==== Data provided
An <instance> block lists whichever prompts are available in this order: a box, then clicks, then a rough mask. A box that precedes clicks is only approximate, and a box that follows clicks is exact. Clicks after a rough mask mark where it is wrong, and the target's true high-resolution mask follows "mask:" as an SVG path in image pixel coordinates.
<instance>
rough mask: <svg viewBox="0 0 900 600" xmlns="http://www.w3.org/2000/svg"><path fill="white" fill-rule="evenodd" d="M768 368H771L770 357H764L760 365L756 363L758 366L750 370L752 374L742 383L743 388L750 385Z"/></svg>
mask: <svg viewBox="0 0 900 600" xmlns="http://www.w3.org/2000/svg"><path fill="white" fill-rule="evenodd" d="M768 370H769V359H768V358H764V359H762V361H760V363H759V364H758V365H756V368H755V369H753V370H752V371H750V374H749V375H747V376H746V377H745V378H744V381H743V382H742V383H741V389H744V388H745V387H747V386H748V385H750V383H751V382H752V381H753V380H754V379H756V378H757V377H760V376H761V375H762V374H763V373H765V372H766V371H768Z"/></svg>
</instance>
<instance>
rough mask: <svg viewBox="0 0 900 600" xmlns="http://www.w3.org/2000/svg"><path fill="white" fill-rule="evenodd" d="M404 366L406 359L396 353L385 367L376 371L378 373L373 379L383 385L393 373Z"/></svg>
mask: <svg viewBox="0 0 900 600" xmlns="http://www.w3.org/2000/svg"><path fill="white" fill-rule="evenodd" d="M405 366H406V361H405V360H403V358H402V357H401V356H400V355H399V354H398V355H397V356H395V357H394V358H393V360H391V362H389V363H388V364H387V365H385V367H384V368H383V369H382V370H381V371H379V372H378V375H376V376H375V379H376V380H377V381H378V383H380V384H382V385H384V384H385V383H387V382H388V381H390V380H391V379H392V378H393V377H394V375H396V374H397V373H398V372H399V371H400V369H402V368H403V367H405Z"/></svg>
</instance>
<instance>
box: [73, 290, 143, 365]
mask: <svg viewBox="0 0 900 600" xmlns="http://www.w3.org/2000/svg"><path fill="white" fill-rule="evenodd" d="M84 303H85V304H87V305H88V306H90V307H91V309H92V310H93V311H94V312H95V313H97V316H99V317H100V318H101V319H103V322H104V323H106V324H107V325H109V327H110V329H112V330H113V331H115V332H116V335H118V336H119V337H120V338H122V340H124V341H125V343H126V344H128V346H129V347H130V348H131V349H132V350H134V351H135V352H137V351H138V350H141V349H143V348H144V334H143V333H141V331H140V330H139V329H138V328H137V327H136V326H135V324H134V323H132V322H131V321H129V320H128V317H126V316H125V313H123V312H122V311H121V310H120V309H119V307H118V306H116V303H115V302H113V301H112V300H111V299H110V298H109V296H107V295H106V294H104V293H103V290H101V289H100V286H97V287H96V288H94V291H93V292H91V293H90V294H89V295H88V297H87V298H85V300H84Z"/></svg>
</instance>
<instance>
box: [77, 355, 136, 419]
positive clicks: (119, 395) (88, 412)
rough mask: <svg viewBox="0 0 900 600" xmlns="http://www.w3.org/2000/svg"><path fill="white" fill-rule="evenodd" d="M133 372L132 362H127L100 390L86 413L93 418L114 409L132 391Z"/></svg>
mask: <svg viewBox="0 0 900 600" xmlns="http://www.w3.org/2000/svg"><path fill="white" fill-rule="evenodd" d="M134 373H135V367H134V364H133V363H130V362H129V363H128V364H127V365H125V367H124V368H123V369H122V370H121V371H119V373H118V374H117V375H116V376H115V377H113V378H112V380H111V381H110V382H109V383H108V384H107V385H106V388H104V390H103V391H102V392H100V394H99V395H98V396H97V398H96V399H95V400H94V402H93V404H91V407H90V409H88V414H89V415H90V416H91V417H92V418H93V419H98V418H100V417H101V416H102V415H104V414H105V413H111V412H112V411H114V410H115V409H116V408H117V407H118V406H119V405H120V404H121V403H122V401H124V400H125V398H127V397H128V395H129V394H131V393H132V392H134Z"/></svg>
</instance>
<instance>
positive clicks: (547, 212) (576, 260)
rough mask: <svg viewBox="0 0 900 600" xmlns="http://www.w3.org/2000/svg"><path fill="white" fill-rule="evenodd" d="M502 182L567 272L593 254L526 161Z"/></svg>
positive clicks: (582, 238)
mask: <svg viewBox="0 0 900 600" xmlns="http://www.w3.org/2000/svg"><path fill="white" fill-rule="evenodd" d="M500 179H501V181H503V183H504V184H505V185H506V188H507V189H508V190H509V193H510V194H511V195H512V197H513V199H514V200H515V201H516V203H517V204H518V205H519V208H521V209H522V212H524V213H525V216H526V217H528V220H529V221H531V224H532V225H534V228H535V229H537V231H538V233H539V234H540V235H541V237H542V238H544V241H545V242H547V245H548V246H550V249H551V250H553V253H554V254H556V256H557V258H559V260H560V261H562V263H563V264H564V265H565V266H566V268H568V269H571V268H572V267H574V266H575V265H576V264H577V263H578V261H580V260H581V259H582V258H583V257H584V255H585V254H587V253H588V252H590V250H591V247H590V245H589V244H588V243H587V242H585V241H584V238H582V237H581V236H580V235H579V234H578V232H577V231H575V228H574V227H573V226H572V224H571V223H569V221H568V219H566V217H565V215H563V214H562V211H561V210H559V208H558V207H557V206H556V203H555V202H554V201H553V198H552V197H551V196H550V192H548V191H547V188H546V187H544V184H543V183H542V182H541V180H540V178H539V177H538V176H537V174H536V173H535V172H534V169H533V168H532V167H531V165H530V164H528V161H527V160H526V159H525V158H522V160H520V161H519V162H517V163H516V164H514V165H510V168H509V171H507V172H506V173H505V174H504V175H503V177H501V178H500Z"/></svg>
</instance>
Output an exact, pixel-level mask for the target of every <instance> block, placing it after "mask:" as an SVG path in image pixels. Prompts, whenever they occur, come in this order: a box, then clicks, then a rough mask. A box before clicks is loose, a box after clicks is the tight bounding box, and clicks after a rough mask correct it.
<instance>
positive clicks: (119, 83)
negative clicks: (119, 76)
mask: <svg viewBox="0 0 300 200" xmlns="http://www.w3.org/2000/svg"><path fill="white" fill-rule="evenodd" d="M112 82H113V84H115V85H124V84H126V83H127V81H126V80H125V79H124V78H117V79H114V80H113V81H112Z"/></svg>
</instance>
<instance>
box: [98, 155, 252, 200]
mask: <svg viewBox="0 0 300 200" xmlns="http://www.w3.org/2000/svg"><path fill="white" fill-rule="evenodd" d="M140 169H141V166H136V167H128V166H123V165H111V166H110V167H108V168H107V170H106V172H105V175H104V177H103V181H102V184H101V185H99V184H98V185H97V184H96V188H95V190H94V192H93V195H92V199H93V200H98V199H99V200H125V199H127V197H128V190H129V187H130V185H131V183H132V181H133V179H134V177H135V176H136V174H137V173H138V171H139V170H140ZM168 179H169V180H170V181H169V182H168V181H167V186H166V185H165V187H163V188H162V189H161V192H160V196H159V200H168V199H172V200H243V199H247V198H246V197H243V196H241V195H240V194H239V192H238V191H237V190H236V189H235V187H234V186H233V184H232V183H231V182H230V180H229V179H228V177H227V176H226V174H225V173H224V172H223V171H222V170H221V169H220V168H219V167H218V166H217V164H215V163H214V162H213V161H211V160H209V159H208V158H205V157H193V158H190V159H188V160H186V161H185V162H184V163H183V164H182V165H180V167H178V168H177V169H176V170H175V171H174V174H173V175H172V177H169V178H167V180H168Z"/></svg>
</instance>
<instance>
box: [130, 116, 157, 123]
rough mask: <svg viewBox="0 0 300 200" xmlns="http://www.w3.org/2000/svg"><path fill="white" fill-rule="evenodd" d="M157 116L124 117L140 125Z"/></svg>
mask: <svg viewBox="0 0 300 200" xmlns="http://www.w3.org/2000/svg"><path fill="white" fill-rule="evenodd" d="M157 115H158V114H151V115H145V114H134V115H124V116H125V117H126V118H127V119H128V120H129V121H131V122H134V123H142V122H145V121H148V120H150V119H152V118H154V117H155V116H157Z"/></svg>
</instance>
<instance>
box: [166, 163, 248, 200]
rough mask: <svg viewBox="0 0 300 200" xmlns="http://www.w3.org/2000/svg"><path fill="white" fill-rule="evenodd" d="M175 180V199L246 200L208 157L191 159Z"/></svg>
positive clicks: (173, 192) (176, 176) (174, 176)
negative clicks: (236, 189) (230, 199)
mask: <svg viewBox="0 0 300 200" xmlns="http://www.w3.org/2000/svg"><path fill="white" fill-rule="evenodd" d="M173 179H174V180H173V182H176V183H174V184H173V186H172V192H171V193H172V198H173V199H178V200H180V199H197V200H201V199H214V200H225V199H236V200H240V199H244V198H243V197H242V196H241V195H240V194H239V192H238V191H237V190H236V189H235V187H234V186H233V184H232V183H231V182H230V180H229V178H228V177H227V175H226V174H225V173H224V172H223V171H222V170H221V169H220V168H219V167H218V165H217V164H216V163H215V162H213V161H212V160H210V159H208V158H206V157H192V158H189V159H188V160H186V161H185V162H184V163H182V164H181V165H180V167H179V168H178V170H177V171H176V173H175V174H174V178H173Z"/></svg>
========
● **Try it**
Collect every line of the records that contains the string "image", treating uppercase and lowercase as different.

● **Written response**
An <instance> block lists whichever prompts are available in this order: a box, then clicks, then a rough mask. A box that precedes clicks is only approximate, and a box that follows clicks is exact. Clicks after a rough mask mark where it is wrong, and the target's true high-resolution mask follows "mask:" as an SVG path in image pixel coordinates.
Output an exact, pixel-level mask for the target of every <instance> block, placing it after "mask:" as an SVG path in image pixels. Prompts, whenever they occur, come in this order: a box, then clicks, then a rough mask. A box before clicks is loose, a box after clicks is the tight bounding box, and clicks after a rough mask correct it.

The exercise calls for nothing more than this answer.